> [Exercise data]
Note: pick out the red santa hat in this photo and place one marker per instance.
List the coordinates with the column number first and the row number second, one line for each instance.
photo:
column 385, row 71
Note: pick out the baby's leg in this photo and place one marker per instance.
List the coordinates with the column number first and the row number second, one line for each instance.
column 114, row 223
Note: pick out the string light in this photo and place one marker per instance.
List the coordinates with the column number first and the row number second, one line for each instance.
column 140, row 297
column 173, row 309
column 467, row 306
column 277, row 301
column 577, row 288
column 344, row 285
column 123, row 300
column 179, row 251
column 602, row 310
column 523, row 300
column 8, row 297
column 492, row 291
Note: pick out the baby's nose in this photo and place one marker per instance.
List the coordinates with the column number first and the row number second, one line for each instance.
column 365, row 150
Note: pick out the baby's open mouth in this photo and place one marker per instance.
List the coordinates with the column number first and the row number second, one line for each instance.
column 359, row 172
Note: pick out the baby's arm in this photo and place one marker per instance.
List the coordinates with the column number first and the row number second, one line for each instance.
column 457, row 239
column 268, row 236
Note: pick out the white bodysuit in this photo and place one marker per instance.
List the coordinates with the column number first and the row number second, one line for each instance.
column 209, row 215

--

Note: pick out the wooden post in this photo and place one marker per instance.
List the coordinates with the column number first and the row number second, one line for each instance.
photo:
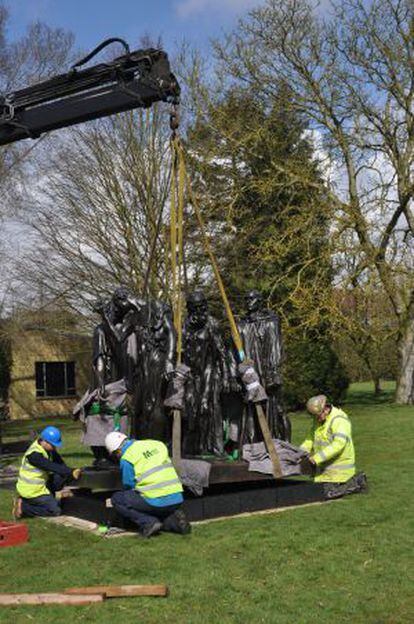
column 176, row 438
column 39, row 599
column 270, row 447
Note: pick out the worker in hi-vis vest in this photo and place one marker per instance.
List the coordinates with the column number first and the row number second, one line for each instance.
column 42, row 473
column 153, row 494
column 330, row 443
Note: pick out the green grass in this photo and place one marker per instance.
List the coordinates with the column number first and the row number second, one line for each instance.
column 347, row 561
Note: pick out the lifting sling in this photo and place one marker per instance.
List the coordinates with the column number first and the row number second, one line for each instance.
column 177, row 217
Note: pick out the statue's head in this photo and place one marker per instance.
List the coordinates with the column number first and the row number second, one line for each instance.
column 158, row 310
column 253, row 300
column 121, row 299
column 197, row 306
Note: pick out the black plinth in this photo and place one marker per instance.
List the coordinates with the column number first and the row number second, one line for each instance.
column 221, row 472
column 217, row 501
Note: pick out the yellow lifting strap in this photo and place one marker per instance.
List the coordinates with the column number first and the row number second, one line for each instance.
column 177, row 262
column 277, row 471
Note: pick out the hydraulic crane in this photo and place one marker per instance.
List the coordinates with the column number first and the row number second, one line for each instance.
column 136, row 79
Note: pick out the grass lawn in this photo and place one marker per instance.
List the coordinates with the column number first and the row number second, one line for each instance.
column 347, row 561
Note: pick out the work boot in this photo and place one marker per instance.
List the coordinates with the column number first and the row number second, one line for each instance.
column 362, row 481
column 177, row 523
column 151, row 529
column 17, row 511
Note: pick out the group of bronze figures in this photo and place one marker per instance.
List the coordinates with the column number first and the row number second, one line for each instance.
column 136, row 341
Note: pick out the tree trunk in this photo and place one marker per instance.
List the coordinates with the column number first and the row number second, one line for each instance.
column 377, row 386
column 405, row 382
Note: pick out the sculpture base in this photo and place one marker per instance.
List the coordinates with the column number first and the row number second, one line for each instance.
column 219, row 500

* * *

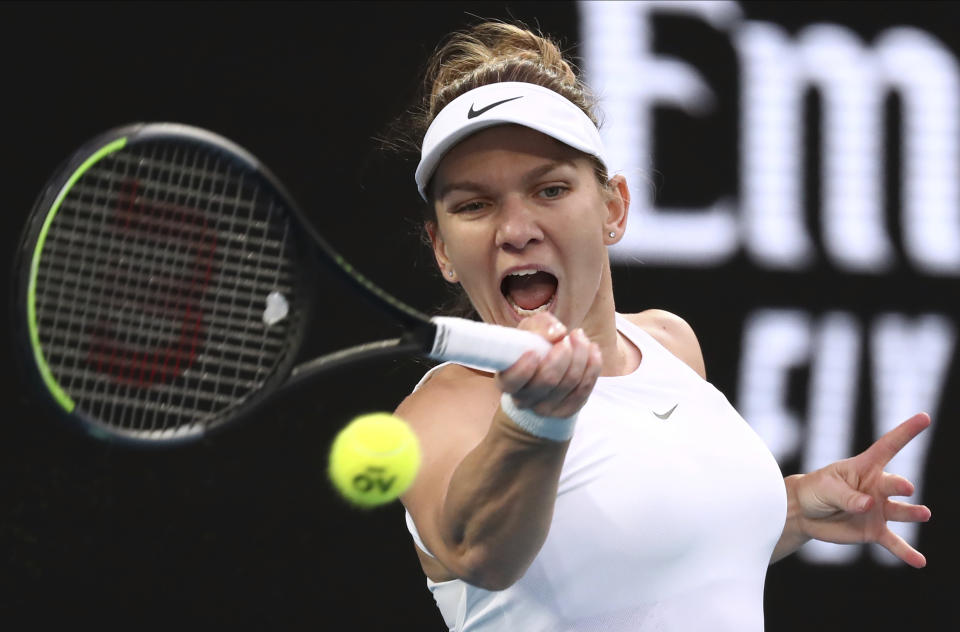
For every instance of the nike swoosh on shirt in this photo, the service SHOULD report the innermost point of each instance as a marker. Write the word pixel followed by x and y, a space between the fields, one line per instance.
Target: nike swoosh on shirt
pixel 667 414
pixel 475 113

> [Brief]
In the listing above, locate the line with "Note: pick out the baby's leg" and the line with "Note: pick out the baby's nose", then extract exactly those lines and every line between them, and nothing more.

> [Answer]
Note: pick out the baby's leg in this photo and place one marker per instance.
List the coordinates with the column number first and the row number second, one line for each instance.
column 114, row 223
Note: pick out the string light in this photo and place one marker per instance.
List the coordinates with the column number first and the row number second, one line for each instance.
column 140, row 297
column 173, row 309
column 467, row 306
column 277, row 301
column 577, row 288
column 344, row 285
column 123, row 300
column 179, row 251
column 602, row 310
column 523, row 300
column 8, row 297
column 492, row 291
Note: pick out the baby's nose in this photo and place one marker per instance.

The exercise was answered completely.